<<<<

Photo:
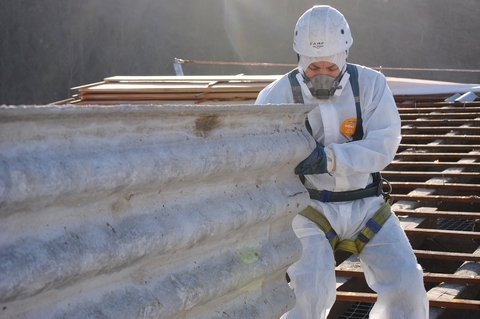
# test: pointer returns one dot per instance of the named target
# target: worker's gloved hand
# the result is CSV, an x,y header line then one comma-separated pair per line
x,y
315,163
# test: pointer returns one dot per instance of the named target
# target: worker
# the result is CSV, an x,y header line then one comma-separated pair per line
x,y
356,127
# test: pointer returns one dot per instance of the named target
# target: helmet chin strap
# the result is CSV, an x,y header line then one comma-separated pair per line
x,y
323,86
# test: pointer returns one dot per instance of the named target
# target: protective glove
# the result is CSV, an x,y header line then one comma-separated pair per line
x,y
315,163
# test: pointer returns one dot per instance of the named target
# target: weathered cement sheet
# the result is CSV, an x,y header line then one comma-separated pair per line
x,y
149,212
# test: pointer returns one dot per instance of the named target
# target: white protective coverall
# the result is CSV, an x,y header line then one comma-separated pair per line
x,y
388,261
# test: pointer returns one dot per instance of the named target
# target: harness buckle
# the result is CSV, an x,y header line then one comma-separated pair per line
x,y
383,180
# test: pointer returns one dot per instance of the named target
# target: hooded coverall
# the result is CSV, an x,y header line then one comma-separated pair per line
x,y
388,261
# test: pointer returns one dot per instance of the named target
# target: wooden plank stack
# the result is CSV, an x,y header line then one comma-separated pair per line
x,y
172,89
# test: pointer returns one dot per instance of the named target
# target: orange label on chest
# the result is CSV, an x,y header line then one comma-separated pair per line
x,y
348,126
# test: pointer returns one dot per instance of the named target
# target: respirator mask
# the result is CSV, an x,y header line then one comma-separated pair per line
x,y
324,86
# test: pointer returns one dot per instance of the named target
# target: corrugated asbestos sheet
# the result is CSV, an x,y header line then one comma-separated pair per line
x,y
435,180
146,211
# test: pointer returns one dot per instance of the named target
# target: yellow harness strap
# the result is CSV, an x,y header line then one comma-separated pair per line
x,y
356,246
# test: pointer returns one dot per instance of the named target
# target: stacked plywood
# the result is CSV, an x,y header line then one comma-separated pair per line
x,y
160,89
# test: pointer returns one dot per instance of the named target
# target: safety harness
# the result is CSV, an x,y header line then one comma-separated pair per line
x,y
375,223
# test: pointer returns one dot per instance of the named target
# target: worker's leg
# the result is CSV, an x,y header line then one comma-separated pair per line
x,y
392,271
313,275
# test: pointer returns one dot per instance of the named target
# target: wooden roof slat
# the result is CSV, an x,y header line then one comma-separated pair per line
x,y
372,297
427,276
437,214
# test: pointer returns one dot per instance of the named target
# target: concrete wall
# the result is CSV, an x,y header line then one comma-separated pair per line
x,y
149,212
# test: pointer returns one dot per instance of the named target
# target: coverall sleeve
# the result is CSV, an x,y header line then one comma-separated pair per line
x,y
382,132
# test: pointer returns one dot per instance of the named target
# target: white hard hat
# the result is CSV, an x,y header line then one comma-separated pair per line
x,y
321,31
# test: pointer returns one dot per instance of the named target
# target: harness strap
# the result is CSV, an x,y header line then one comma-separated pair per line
x,y
352,70
374,189
355,246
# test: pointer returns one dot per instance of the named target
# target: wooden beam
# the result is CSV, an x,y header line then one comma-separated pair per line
x,y
372,297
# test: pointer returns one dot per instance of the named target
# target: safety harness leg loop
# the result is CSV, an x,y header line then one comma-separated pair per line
x,y
356,246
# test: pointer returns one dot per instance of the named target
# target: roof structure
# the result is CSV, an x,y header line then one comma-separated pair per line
x,y
435,176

>>>>

#### WHAT THE TASK REQUIRES:
Pictures are to be left out; repeat all the remaining data exactly.

#### RESULT FOR THIS EXERCISE:
Photo:
# test: pointer returns one dot per instance of the named target
# target: worker's gloved hand
# the result is CSV, an x,y header line then one comma-separated pair per line
x,y
315,163
# test: pointer returns one dot per instance of the named target
# target: worker
# the result is CSV, an x,y header line then one comma-separated pair per line
x,y
356,127
# test: pointer returns one dot per instance of the named target
# target: helmet chin strap
# the result is CSV, an x,y header line then one comma-separated pair per line
x,y
323,86
# test: pointer returns one dot per instance of the named target
# target: protective glove
# the result is CSV, an x,y header line then one comma-separated pair per line
x,y
315,163
# test: pointer returns one dot per instance of the named target
# target: weathered cement sheet
# the result is CSV, an x,y header line then one comma-separated pair per line
x,y
149,212
# test: pointer returns one dot per instance of the named target
# target: white protective coverall
# the result is CSV, an x,y header line then one comma-separated pair per line
x,y
388,261
# test: pointer returns one dot per instance of the named target
# target: harness buckle
# the result is CSV, an x,y header line then one comma-separated pair per line
x,y
383,180
# test: pointer returns one dot per instance of the named target
# target: hooded coverall
# the result is CSV, an x,y header line then one comma-separated pair per line
x,y
388,261
# test: pointer returns one dot per instance of the named target
# target: wooden plank stack
# the result is CSV, an x,y header line then one comma-separated pair per line
x,y
172,89
# test: pointer returns one dot per instance of the named target
# target: orange label on chest
# the result is CSV, an x,y header line then one comma-separated pair per line
x,y
348,126
# test: pointer returns one dot per instance of the named target
# target: respirator mask
# the result is CSV, an x,y header line then one comma-separated pair per line
x,y
324,86
# test: pointer returns one dot per instance of the named target
# target: corrugated asbestos sheet
# the result is CSV, an x,y header line then one comma-separated pair per line
x,y
435,180
146,211
# test: pointer returns one dot per instance of the named target
# target: yellow harness strap
# the result is CSV, an x,y header line then one comma-separated pair per line
x,y
356,246
# test: pointer returns one dot per instance of the named target
# target: stacked plywood
# the result is CSV, an x,y header line then one comma-separated pair per line
x,y
160,89
# test: pointer returns one dot per instance of the named target
# target: safety harness
# the result is CSV, an x,y header line then one comma-separated pair per line
x,y
375,223
# test: pointer returns one dot per instance of the named target
# target: worker's leg
# the result is CSV, an x,y header line then one comma-separated pair per line
x,y
392,271
313,275
# test: pointer returns one dot per instance of the named target
# target: wooden roof slat
# the result is CSV, an x,y header line then one comma-separated pair per line
x,y
372,297
427,276
437,214
# test: pointer returns one dot per instance of the named target
# target: concrete wall
# the result is CSV, an x,y header line then one comma-separated pair per line
x,y
149,212
# test: pointer returns one dot per instance of the named target
# target: coverall sleeve
# the result is CSV, an x,y header line then one comma-separated pair per line
x,y
382,132
# test: pointer returns one dot per instance of the named target
# target: white hard hat
# the result is CSV, an x,y header line then one comma-separated pair per line
x,y
321,31
# test: pointer returns one dot per instance of the named target
# target: harness strap
# the result is CSV, an x,y header line then one comma-separated pair per line
x,y
352,70
374,189
355,246
# test: pointer returns one dot per instance of the named target
# target: wooden beam
# the result is CSV, an x,y header line then one comma-separated pair per line
x,y
372,297
# test: pointer returns one dot per instance of the named target
# target: safety harness leg loop
# the result is CSV, an x,y header line then one comma-separated pair per line
x,y
356,246
# test: pointer returns one dot per instance of the named target
# target: roof structure
# the result is CSV, an x,y header line then one comma-separated pair per line
x,y
435,176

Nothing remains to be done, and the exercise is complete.